■ **EXERCISE TASKS**:
A – Do the following statements agree with the review thread about 1clickwebpage? For each, answer yes or no and quote the deciding words from the thread. (i) The commenter likes that pages are edited through secret URLs rather than a password. (ii) The commenter wants an option for pages to delete themselves after 24 months. (iii) The commenter already uses cl1p.net for this kind of thing.
B – Carry on the review thread about 1clickwebpage, starting after its last sentence.

■ **TEXT BLOCK**:
────

Review HN: 1clickwebpage - the easiest way to build a webpage - aditya
http://1clickwebpage.com

======
qeorge
I like how quickly I can get a page up and running. I like the secret URLs for
editing, so I don't have to deal with another password.

As others have said, you could add a lot to the site with some extra design
options, and a simpler color scheme (if not a few color scheme options). I
think there's a lot of low-hanging fruit in the design piece that would really
improve the offering.

A couple of features I'd like to see, that would be easy to implement:

\- Expiring pages option (delete the page automatically after 1, 3, 6 or 12
months)

\- ability to add a Google map

\- ability to add a password

\- go directly to an URL that doesn't exist yet, and be offered the option to
start using it right away

I use cl1p.net for this kind of thing, and its great. But I'd like a similar
service that was a little more polished for ephemeral items like directions
and instructions.

────

■ **STORED RECORDS**:
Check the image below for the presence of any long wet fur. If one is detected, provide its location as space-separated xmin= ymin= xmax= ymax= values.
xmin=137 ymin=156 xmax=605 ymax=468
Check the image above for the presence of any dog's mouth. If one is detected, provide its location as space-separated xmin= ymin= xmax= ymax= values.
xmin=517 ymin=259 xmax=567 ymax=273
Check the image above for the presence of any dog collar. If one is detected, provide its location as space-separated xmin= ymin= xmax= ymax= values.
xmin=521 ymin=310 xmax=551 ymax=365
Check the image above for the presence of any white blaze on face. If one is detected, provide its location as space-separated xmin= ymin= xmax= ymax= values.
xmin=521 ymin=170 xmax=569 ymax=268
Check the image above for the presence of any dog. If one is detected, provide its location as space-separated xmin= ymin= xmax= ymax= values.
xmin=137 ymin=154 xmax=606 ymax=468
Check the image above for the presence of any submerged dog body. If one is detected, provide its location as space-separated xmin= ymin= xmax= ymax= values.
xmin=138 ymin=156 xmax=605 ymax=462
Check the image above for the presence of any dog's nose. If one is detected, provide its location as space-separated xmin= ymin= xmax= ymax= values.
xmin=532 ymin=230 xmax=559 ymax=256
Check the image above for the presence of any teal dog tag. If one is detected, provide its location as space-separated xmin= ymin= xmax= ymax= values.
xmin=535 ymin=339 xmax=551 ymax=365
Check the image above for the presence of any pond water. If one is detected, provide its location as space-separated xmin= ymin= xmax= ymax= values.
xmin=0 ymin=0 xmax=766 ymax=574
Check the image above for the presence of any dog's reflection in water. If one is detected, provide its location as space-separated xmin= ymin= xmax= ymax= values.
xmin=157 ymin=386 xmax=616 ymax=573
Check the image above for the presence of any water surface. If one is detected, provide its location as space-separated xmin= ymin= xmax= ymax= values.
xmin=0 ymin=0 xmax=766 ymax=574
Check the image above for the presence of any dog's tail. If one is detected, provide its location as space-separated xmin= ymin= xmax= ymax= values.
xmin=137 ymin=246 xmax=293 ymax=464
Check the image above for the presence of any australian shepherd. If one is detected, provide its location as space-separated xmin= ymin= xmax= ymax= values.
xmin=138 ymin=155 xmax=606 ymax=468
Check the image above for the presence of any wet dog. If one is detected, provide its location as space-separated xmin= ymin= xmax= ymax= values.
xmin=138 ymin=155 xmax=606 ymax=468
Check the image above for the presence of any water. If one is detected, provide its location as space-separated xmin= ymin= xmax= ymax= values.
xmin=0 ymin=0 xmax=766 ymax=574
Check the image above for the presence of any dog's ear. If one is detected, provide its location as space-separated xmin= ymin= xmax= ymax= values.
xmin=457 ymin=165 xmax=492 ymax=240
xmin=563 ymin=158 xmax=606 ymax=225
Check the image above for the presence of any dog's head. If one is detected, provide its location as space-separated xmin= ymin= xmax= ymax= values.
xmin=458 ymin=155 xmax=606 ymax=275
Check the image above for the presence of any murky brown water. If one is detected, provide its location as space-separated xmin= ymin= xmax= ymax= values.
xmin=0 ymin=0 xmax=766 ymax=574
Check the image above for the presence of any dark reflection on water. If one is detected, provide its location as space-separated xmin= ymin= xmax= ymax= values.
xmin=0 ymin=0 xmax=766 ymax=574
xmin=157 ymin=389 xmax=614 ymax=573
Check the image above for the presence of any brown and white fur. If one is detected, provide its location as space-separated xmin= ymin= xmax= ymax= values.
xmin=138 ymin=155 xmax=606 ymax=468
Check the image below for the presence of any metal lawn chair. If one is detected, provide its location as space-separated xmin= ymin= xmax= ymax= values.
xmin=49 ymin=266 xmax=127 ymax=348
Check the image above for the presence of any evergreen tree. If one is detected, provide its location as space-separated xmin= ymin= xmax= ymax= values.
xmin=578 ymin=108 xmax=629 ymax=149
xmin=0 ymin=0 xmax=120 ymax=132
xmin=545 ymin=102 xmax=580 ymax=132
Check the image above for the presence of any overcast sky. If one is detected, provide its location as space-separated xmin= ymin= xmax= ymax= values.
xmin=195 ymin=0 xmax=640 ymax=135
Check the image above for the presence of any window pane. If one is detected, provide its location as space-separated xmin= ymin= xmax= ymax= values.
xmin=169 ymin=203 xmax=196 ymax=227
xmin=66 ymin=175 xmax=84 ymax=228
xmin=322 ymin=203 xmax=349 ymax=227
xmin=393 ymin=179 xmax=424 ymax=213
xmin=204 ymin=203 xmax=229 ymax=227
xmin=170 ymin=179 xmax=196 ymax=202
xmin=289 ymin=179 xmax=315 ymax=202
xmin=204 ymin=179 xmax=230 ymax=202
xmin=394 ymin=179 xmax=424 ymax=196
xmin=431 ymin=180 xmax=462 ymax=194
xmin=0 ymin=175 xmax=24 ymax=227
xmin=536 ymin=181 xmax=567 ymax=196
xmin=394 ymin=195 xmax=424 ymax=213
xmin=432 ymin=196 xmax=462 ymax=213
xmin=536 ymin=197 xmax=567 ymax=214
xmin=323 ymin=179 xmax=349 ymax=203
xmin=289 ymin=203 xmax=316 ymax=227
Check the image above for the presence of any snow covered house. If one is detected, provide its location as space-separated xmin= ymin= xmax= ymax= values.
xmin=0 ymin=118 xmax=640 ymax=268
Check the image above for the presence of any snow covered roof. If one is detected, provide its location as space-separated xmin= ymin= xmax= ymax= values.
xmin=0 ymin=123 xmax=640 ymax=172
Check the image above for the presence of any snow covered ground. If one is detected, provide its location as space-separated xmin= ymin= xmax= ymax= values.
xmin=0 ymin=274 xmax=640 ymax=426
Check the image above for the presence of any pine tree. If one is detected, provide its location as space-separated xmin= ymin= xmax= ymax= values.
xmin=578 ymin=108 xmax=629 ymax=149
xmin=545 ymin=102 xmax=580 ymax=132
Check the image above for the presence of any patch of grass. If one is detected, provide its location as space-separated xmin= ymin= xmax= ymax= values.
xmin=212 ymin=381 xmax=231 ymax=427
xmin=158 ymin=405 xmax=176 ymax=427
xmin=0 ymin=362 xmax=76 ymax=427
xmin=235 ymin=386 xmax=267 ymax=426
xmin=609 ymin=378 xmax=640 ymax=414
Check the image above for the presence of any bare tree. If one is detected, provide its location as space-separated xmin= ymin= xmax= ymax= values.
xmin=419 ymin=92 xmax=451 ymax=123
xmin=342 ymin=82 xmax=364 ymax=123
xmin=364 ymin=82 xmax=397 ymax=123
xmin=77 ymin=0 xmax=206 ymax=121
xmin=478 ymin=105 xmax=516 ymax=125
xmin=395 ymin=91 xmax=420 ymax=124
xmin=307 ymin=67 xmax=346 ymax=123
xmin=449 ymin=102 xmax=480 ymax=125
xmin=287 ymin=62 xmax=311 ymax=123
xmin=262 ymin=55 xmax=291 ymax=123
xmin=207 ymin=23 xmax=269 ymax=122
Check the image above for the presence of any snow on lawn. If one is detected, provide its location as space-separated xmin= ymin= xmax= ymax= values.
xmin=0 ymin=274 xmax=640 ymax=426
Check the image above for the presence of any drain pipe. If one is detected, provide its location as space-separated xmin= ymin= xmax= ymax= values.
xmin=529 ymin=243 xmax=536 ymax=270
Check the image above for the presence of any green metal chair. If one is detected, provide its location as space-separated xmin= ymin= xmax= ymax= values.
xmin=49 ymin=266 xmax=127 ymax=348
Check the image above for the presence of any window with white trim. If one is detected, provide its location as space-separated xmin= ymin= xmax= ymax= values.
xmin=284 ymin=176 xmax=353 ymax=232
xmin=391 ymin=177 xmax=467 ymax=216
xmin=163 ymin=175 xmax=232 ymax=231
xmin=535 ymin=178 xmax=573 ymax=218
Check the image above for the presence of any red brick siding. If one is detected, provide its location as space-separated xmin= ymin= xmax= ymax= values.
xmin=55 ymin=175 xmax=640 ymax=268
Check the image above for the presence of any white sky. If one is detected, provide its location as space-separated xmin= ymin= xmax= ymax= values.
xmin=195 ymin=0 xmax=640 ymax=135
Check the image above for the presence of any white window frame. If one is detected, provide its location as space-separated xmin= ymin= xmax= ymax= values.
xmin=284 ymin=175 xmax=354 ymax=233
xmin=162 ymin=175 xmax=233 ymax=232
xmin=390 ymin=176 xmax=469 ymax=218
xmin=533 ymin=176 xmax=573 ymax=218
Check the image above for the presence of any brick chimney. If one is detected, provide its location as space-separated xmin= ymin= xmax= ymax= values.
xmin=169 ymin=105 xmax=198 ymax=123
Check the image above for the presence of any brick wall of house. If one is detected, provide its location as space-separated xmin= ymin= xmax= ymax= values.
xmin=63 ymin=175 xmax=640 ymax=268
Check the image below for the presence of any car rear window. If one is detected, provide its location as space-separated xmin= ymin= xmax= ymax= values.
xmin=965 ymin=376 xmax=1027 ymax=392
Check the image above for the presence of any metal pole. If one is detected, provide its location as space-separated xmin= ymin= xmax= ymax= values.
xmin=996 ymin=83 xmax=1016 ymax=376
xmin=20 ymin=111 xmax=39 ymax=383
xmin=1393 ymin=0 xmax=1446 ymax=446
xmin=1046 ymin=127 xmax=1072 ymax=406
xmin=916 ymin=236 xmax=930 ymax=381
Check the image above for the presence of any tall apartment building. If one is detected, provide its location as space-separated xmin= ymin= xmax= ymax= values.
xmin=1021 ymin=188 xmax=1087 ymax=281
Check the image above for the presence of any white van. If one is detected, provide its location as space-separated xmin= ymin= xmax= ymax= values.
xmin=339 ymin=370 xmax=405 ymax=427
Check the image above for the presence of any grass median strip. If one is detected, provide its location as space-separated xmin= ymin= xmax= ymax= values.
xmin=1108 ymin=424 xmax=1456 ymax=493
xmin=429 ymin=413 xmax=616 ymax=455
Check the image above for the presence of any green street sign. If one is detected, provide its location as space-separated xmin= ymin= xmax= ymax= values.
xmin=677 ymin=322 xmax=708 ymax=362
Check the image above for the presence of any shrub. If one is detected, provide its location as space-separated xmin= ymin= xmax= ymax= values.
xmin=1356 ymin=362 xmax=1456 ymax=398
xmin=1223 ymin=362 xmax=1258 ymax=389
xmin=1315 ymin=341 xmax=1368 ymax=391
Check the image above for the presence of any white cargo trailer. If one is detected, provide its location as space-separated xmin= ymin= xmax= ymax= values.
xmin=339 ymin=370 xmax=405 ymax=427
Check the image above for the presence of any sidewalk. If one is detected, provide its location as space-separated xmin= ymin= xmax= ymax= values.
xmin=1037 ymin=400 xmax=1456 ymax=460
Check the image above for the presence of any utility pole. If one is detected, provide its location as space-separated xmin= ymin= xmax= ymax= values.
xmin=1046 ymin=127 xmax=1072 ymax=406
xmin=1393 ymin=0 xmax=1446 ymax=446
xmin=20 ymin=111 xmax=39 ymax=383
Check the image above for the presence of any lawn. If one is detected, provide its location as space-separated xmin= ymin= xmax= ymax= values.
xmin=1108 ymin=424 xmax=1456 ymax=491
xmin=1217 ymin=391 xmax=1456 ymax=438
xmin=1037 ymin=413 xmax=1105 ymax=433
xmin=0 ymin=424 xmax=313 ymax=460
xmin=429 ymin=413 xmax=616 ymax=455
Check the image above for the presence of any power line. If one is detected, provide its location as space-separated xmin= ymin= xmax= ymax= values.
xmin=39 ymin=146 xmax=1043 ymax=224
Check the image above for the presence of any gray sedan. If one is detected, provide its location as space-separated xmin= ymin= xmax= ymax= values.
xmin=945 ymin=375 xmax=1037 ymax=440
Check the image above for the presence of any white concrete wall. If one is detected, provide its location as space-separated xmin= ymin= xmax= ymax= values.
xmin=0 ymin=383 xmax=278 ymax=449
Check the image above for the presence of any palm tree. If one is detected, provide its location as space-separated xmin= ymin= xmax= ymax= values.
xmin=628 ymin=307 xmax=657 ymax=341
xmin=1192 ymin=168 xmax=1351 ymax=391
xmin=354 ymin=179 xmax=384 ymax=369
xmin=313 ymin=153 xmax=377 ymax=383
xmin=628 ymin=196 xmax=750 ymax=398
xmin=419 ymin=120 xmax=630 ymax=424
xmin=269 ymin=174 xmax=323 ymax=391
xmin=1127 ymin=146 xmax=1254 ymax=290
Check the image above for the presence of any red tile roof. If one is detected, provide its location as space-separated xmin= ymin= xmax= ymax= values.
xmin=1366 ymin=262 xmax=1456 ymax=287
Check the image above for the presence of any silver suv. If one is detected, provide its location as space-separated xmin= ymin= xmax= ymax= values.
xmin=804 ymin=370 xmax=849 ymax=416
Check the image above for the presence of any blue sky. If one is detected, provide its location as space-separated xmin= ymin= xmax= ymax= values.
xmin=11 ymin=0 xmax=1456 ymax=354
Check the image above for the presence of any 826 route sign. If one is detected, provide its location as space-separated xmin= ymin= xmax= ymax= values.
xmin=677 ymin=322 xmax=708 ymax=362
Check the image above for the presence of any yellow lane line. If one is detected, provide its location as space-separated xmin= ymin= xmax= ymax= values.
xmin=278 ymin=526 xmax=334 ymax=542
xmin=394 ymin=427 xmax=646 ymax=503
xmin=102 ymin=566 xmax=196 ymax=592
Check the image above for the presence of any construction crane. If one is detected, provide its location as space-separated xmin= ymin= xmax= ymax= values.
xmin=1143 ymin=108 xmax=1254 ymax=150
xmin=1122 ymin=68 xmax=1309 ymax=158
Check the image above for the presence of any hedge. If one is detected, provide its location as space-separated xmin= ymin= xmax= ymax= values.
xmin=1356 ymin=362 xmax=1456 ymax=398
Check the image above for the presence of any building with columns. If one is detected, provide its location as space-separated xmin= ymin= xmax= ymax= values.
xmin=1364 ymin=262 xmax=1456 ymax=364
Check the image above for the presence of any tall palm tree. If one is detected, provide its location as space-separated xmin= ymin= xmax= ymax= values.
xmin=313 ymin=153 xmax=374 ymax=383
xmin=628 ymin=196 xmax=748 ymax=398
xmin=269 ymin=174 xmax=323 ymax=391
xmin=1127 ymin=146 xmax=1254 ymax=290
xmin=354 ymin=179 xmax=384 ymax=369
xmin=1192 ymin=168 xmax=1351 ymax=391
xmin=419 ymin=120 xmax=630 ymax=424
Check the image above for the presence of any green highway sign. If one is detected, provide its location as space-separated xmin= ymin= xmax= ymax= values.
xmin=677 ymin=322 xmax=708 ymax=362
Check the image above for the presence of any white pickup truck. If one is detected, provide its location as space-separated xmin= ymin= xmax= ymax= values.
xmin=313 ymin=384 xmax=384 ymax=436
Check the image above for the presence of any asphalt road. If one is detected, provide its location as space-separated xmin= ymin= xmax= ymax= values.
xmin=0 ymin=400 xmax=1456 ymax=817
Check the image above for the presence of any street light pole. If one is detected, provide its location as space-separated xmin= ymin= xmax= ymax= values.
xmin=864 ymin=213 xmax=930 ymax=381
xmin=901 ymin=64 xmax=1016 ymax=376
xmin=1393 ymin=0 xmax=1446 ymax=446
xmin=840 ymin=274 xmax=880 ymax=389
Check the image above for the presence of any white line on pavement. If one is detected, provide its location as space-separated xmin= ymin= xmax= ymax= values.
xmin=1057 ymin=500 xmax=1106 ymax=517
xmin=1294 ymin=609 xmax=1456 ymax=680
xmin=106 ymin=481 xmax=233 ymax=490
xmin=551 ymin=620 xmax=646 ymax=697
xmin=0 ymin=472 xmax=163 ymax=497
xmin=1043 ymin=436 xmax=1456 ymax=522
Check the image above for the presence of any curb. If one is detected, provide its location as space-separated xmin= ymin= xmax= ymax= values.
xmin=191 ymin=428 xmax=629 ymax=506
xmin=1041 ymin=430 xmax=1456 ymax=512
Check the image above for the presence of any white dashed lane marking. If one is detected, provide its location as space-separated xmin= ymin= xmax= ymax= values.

────

■ **ANSWERS PROVIDED**:
A –
(i) Yes: "I like the secret URLs for editing, so I don't have to deal with another password."
(ii) No: "delete the page automatically after 1, 3, 6 or 12 months"
(iii) Yes: "I use cl1p.net for this kind of thing, and its great."

B –
Congrats on getting it out there. I wouldn't get hung up on all the mailing
lists, merchandise, and event stuff right away - keep it simple and work on
improving what you have.

------
mattdennewitz
1\. 'groupped' is not an "interesting spelling" i'd like in my url. if im
using a one-click page builder, i probably don't know much about building
websites, and i probably don't have friends that know much about building
websites. trying to explain why its spelled "groupped" wouldn't be easy,
natural, or particularly fun. 2\. the colors make me want to cry.

i totally respect the "just get something out there" m.o., but i'd like to see
it reflect more of "full site builder and a mailing list and a way to charge
people for events/merchandise" before another "launch".

------
mrduncan
The default page name "MyFirstWebPage" was already taken when I tried to
create it. I'd just make the user enter something in here since I'd imagine
it's pretty unlikely that you'll be able to default it to something the user
is going to end up using.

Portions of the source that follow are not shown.